**Do this**. Please count the lines in the records below that contain the word "winter" and give only that number. Case counts, so only lines where the letters match in upper and lower case are included.

* begin *

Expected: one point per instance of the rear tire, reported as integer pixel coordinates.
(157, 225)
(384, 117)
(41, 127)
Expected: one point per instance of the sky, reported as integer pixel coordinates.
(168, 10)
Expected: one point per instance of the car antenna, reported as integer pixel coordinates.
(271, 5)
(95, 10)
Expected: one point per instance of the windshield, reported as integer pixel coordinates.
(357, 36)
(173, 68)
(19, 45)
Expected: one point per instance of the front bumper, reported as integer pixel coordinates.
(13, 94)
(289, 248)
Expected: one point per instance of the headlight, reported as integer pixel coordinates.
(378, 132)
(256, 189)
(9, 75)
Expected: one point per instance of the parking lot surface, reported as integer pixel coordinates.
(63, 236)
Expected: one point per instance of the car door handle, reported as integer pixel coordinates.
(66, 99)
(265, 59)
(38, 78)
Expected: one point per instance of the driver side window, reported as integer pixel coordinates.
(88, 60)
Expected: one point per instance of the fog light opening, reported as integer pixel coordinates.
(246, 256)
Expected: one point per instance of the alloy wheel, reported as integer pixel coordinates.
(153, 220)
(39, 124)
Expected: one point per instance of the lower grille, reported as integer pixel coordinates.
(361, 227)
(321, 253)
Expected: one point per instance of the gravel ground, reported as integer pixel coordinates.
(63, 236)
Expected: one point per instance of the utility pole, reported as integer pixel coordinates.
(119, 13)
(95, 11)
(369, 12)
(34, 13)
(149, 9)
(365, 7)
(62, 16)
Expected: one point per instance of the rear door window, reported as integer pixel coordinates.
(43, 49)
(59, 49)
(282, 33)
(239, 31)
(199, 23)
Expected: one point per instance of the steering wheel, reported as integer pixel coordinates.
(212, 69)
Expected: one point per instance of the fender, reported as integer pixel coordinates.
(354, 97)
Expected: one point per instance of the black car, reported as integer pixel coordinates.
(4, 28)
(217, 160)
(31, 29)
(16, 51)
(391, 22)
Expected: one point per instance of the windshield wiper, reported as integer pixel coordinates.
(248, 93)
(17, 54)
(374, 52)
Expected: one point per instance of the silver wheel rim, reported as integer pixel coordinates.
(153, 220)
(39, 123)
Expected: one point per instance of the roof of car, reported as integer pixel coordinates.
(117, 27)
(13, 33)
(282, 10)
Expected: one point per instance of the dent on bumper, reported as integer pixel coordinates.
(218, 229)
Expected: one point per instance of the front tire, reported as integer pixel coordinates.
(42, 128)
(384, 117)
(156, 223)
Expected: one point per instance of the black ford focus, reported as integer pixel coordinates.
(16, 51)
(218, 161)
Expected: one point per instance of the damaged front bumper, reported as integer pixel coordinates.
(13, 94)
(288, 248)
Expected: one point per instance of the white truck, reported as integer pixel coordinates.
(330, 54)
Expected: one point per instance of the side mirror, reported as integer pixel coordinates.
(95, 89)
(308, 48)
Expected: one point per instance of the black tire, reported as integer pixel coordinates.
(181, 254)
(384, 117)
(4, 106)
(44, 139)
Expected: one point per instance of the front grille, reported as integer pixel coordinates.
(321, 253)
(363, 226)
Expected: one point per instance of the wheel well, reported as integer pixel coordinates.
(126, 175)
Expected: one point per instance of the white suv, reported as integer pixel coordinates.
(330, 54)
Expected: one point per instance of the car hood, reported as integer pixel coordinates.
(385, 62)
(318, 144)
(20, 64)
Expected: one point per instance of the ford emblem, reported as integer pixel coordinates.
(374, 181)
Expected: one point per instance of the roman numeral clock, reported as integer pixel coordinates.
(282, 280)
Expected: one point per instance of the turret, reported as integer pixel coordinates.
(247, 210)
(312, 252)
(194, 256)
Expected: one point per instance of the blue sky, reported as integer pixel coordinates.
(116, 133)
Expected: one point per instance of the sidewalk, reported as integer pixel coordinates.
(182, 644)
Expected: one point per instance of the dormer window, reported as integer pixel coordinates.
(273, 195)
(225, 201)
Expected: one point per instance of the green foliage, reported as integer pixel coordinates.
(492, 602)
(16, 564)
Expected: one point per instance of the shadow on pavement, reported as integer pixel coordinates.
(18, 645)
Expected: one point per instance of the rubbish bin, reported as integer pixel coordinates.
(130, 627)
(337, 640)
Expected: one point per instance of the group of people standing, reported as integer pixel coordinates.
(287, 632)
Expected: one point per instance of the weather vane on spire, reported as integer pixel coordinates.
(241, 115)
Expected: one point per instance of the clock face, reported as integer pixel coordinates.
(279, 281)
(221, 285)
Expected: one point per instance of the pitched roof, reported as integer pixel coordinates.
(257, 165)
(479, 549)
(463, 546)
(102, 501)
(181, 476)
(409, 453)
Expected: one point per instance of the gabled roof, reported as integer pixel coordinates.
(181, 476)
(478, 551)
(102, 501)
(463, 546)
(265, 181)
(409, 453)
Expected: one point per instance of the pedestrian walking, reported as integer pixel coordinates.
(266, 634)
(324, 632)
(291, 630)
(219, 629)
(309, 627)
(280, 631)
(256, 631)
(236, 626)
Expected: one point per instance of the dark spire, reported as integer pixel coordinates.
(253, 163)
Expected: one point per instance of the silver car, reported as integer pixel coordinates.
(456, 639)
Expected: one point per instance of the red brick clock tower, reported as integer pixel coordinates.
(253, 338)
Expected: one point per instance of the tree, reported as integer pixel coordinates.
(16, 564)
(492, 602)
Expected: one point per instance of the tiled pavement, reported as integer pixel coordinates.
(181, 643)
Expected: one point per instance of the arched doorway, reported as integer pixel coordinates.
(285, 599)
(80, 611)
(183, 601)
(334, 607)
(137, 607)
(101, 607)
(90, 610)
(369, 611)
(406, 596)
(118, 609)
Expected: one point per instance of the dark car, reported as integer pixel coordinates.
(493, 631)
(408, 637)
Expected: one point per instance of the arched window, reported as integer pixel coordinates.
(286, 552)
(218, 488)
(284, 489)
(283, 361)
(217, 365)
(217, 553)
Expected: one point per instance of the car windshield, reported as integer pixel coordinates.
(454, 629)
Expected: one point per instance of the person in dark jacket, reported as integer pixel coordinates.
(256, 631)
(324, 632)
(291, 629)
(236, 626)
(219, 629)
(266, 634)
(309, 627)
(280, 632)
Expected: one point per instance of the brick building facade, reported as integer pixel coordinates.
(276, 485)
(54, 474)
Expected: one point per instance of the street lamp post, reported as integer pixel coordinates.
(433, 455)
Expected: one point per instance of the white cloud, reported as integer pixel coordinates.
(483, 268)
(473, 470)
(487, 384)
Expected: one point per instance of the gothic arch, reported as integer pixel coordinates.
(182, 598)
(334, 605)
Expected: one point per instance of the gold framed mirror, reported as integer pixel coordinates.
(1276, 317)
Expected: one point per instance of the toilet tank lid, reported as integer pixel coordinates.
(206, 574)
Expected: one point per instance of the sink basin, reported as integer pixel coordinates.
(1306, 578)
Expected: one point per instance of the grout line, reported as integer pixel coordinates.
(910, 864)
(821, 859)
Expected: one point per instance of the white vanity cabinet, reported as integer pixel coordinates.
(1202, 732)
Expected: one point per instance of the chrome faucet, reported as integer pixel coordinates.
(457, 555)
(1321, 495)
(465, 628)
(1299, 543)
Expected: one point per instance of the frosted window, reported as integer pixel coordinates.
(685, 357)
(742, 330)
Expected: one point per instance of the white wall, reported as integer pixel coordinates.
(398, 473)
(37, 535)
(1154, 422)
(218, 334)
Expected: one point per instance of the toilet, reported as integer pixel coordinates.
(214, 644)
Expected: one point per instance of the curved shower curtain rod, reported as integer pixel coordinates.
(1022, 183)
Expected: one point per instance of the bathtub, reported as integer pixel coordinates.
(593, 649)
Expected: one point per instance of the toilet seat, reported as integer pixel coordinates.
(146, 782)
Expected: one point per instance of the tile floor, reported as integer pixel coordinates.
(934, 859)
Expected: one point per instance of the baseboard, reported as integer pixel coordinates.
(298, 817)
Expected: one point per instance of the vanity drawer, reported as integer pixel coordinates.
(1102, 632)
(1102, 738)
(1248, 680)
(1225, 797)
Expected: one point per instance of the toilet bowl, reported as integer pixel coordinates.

* end *
* begin *

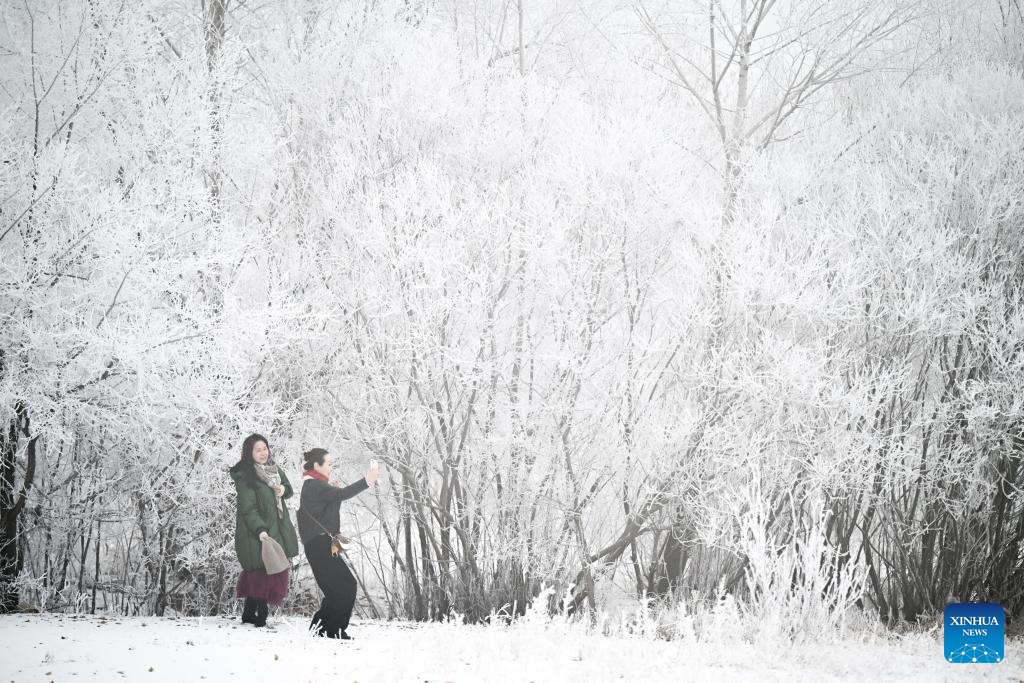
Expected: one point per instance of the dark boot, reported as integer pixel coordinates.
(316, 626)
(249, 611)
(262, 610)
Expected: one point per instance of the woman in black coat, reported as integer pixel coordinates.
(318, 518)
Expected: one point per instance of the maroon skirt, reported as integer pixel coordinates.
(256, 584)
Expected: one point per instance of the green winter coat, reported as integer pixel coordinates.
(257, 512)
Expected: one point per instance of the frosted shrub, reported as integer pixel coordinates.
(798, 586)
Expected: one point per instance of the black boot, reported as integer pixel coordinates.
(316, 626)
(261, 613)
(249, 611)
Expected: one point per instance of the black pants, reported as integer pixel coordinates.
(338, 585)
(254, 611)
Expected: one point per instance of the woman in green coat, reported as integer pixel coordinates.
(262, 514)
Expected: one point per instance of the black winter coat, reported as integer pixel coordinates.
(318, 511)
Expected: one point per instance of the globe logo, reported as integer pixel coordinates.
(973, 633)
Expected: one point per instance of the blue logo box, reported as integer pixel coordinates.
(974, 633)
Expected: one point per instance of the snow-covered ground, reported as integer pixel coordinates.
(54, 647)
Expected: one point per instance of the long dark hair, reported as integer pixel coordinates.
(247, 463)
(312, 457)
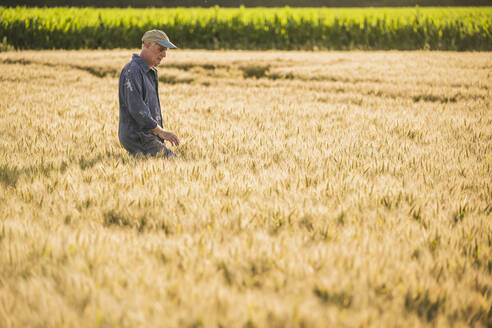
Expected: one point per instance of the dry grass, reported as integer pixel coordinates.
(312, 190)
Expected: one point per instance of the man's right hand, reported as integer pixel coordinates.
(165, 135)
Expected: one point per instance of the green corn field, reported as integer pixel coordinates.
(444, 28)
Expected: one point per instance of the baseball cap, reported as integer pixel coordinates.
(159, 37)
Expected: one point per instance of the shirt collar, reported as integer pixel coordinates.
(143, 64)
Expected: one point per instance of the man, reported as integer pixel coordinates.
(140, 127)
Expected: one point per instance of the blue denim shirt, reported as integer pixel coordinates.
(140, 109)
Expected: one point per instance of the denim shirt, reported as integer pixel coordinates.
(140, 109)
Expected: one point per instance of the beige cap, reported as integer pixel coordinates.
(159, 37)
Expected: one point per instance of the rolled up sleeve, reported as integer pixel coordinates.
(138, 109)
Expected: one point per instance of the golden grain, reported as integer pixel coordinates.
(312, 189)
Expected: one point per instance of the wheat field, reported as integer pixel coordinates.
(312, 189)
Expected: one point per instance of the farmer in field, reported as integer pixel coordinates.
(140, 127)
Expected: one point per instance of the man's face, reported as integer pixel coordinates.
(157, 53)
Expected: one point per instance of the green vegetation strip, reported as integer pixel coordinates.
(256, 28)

* end *
* begin *

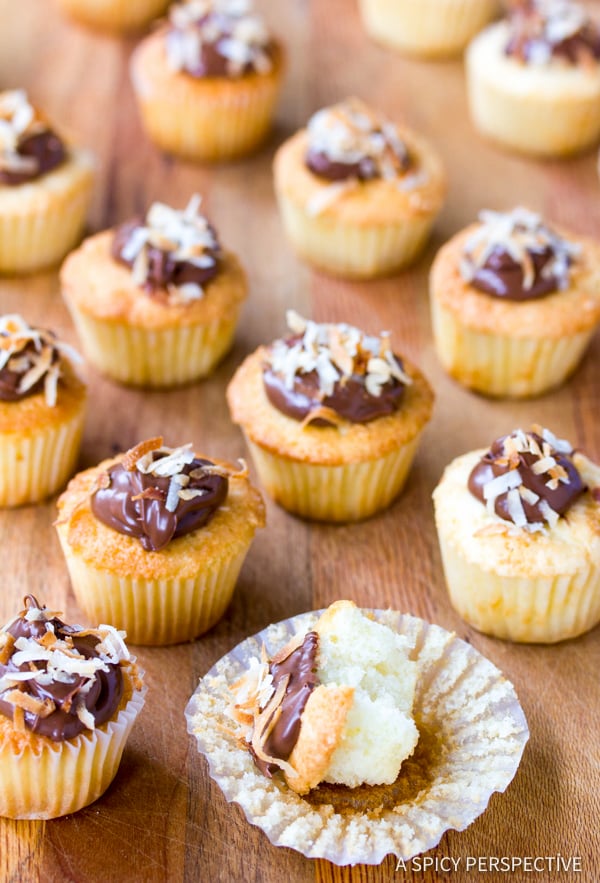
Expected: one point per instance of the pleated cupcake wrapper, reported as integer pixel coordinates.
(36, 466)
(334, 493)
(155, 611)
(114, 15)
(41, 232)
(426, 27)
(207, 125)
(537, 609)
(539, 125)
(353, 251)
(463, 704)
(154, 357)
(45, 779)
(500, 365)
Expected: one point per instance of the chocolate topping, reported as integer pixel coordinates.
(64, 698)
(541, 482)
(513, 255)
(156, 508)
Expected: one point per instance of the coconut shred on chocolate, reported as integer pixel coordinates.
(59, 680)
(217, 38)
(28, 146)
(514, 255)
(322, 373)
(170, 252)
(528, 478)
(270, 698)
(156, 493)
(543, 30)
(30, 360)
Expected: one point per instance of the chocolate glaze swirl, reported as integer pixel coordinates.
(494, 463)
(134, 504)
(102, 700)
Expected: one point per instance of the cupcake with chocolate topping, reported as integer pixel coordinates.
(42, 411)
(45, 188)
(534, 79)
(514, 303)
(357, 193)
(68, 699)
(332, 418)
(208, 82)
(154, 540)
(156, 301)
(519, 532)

* end *

**Result of the exercise**. 2